## GOAL OF THE EXERCISE:
According to the passage about Whissonsett, what did grave diggers unearth in the graveyard in 1902?

## PASSAGE TO READ:
--
Village in Norfolk, England

Whissonsett is a village and a civil parish in the English county of Norfolk. The village is 5.0 mi south of Fakenham, 23 mi west-north-west of Norwich and 112 mi north-north-east of London. The nearest railway station is at King's Lynn for the Fen Line which runs between King's Lynn and Cambridge. The nearest airport is Norwich International Airport. The parish had in 2001 census, a population of 483 in 206 households, increasing to a population of 488 in 209 households at the 2011 Census. For the purposes of local government, the parish falls within the district of Breckland. The village lies close to the source of the River Wensum.

==History==
The name Whissonsett is thought to derive from Witcingkeseta as it has been known as in the past and means either the settlement of the Witcing tribe or a place of watery meadows.

===Domesday Book===
Whissonsett has an entry in the Domesday Book of 1085. In the great book Whissonsett is recorded by the names Witcingkeseta. The main landholders being Roger Bigod with the main tenant being Ranulf Fitz Walter. The survey also mentions seven Beehives and ¼ of a Fishery. In the Domesday survey fractions were used to indicate that the entry, in this case the fishery, was on an estate that lay within more than one parish.

==Saint Mary's parish church==
Saint Mary's parish church was built mainly during the Early English period (cica 1250) and is constructed from flint with freestone dressing. The church has undergone considerable restoration over the past centuries.

One of the features of Saint Mary's are the large image niches, one in the nave and two in the chancel, either side of the east window. The one in the nave contains the large head of an Anglo-Saxon cross, unearthed in the graveyard by grave diggers in 1902.
--
## RECORD EXCERPTS:

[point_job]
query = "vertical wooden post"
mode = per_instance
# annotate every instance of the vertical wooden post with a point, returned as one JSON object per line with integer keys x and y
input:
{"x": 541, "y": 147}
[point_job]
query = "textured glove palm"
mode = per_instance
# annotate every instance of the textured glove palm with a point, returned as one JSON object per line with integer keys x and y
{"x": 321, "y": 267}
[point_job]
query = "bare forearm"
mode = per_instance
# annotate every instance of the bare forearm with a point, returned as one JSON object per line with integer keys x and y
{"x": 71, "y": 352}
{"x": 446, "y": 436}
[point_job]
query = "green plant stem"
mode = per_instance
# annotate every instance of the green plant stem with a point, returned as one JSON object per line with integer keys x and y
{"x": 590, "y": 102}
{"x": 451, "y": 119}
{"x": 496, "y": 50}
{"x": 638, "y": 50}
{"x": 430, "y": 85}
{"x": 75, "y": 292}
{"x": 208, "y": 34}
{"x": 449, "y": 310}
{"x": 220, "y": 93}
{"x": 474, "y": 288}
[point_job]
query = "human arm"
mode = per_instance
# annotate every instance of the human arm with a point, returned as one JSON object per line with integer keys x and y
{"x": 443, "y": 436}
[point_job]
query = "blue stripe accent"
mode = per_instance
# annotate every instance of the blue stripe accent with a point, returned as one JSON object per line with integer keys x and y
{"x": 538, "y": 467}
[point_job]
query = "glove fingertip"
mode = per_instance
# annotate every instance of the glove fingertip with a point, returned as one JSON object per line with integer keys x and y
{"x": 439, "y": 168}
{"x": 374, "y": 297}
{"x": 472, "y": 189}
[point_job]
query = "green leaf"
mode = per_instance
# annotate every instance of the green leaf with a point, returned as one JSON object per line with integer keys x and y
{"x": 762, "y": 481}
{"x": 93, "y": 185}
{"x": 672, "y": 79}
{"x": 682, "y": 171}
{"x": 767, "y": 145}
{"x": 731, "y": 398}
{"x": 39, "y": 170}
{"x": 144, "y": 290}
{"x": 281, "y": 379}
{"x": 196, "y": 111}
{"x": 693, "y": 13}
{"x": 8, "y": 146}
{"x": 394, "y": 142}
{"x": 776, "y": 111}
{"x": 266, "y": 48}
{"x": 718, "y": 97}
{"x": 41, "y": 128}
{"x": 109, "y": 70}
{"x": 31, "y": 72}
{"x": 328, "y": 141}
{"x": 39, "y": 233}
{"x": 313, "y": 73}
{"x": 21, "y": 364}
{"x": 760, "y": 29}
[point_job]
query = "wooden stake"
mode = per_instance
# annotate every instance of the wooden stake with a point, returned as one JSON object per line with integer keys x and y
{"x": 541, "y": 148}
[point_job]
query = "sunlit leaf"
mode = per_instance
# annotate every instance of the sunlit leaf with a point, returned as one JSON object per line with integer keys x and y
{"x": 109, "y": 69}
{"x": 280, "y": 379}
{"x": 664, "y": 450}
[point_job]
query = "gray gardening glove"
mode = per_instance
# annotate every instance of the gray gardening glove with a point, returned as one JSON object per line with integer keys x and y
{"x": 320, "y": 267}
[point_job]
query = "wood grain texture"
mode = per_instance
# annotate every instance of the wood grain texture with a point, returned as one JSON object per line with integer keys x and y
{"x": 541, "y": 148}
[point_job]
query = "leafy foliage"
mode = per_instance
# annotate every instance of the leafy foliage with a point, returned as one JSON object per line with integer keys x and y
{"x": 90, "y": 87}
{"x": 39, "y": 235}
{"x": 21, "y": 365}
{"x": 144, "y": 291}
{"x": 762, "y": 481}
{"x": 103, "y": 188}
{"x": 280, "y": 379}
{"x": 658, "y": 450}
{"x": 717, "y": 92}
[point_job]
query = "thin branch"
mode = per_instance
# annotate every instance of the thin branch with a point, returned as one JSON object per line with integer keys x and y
--
## COMPLETED TASK:
They unearthed the large head of an Anglo-Saxon cross, which now sits in the image niche in the nave of Saint Mary's.